When you reach the line that contains "box: [419, 315, 505, 393]" in the data below, start reproducing lines exactly, and stop after the line that contains "positive clicks: (159, 171)".

───── Dataset extract ─────

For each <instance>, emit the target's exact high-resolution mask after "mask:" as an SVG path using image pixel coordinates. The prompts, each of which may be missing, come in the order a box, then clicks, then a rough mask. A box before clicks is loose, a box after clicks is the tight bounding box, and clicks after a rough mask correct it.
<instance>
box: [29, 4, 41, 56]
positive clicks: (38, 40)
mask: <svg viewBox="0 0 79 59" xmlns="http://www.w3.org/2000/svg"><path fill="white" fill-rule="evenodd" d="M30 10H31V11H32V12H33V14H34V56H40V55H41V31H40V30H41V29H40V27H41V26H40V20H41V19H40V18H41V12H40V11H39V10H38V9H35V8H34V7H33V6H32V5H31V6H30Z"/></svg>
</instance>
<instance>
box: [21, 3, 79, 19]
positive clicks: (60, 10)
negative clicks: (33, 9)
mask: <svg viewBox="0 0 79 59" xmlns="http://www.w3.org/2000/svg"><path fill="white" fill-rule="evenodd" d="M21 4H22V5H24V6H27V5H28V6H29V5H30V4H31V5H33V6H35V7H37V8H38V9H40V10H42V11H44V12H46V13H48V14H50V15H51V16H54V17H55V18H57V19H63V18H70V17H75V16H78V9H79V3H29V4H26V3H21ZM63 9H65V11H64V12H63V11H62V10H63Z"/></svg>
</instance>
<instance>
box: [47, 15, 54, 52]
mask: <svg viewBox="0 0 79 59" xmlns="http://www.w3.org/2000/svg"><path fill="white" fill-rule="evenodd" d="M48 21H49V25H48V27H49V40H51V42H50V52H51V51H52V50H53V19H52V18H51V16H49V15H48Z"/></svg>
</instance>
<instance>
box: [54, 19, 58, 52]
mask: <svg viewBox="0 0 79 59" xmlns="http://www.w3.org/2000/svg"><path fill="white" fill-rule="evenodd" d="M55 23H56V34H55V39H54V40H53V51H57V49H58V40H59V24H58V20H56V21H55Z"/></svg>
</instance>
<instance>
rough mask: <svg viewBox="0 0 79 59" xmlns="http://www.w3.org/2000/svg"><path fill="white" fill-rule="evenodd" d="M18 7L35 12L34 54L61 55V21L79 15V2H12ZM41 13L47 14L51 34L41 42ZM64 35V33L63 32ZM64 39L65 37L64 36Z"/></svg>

─────
───── Dataset extract ─────

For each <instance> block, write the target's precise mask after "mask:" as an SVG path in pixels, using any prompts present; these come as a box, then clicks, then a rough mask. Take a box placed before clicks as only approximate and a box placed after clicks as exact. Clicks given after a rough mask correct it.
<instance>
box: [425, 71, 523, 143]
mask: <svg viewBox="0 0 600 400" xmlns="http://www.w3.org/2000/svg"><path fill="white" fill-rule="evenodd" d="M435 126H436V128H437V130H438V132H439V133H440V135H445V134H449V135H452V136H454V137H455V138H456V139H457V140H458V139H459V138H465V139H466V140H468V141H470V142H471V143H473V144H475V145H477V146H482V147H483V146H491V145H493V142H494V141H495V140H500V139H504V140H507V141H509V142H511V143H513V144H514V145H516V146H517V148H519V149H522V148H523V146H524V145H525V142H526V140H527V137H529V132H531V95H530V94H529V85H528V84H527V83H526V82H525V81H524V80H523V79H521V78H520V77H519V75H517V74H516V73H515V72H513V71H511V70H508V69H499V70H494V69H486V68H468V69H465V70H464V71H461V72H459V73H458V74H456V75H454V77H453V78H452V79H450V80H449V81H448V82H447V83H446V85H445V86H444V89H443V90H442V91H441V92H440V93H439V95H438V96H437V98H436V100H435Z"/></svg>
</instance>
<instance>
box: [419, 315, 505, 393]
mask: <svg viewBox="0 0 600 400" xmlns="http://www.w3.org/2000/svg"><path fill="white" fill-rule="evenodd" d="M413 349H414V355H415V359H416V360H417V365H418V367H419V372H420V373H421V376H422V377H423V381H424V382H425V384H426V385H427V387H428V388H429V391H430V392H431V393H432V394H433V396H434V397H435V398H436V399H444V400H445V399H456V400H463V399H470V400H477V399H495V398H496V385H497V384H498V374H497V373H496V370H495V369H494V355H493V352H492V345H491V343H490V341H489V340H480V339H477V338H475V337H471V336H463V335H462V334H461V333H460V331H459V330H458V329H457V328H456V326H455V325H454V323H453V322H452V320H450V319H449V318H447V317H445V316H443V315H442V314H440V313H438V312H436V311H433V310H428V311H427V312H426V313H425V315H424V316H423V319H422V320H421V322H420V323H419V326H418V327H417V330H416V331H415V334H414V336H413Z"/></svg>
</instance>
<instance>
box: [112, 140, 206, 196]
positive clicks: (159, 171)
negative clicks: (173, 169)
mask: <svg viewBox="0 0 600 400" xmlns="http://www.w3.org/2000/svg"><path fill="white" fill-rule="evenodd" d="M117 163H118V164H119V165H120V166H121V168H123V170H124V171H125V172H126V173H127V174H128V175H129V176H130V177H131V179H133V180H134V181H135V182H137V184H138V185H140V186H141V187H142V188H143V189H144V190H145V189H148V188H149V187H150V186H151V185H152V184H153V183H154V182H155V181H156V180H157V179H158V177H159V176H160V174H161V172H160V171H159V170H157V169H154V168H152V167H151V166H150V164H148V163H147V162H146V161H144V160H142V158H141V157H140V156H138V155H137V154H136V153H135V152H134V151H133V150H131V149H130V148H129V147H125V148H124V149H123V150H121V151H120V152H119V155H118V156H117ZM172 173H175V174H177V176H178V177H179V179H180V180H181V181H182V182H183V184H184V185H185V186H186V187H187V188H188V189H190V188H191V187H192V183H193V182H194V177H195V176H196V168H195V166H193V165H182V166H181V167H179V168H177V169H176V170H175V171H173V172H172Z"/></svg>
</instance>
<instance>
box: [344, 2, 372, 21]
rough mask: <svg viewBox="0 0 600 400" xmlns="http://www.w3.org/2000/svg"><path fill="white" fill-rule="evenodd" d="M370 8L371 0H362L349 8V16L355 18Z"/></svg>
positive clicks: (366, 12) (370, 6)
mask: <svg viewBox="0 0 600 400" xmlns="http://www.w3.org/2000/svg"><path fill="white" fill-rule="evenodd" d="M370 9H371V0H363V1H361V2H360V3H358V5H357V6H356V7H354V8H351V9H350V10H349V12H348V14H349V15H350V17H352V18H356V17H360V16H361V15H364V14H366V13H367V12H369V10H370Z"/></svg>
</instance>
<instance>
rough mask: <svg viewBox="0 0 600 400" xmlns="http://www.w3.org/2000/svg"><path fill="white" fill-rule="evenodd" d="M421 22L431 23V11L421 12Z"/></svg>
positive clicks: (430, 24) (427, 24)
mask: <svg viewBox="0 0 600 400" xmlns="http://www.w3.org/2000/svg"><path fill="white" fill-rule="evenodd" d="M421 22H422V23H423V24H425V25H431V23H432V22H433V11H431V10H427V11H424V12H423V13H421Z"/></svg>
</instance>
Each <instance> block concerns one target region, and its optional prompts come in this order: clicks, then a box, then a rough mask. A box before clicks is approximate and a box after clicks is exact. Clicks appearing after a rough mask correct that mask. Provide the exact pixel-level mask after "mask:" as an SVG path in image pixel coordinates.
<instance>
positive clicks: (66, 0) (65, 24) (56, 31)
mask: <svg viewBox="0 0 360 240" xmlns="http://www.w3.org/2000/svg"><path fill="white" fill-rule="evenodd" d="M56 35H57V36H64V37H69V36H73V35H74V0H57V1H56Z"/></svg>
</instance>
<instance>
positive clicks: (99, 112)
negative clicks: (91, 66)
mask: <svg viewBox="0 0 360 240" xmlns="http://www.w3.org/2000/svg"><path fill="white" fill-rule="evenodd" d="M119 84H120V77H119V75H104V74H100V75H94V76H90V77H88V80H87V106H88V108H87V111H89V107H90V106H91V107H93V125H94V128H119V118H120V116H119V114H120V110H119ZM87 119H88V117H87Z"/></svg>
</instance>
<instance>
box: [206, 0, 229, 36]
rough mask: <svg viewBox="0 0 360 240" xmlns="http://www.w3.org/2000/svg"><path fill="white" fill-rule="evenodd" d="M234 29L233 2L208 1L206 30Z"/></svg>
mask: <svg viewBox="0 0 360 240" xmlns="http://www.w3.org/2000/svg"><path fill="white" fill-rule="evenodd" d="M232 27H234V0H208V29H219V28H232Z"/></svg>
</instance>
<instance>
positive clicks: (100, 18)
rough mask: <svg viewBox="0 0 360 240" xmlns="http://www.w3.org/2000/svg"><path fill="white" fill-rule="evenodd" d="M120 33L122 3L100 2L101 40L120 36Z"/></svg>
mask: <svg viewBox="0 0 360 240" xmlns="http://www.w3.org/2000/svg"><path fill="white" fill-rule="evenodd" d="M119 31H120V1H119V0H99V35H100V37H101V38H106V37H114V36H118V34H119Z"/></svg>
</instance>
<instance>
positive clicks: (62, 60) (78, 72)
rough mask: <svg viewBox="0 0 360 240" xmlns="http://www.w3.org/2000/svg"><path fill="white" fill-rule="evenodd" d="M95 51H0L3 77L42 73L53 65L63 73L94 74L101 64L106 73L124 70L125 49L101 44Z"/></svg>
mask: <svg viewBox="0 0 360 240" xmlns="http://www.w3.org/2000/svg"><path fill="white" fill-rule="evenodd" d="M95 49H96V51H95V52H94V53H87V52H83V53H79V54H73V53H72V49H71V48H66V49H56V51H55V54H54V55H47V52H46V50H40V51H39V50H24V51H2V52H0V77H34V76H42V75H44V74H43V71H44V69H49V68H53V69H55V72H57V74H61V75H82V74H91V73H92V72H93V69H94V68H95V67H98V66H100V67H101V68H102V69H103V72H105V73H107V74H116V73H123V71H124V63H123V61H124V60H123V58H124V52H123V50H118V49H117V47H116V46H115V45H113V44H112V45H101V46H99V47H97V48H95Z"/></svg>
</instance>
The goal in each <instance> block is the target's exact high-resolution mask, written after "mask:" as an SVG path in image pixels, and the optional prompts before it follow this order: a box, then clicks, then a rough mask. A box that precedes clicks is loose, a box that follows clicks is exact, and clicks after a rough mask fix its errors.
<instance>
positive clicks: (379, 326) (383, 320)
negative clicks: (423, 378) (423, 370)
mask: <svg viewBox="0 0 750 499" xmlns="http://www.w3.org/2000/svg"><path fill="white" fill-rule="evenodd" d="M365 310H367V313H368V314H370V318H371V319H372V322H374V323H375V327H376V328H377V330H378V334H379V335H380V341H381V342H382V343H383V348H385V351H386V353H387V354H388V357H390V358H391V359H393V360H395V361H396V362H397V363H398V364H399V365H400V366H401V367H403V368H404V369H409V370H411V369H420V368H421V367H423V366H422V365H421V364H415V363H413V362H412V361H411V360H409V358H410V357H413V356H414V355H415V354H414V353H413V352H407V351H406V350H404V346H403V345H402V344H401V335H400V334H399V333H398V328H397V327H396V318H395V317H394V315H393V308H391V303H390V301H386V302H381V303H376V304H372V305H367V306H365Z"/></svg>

─────

**Solution to this exercise**.
box: [419, 315, 505, 393]
mask: <svg viewBox="0 0 600 400" xmlns="http://www.w3.org/2000/svg"><path fill="white" fill-rule="evenodd" d="M413 349H414V355H415V359H416V360H417V365H418V367H419V372H420V373H421V376H422V377H423V381H424V382H425V384H426V385H427V387H428V388H429V391H430V392H431V393H432V394H433V396H434V397H435V398H436V399H444V400H445V399H456V400H463V399H470V400H477V399H495V398H496V385H497V384H498V374H497V373H496V370H495V369H494V355H493V352H492V345H491V343H490V341H489V340H480V339H477V338H475V337H471V336H463V335H462V334H461V333H460V331H459V330H458V329H457V328H456V326H455V325H454V323H453V322H452V320H450V319H449V318H447V317H445V316H443V315H442V314H440V313H438V312H436V311H433V310H428V311H427V312H426V313H425V315H424V316H423V319H422V320H421V322H420V323H419V326H418V327H417V330H416V331H415V334H414V336H413Z"/></svg>
</instance>
<instance>
box: [112, 140, 206, 196]
positive clicks: (159, 171)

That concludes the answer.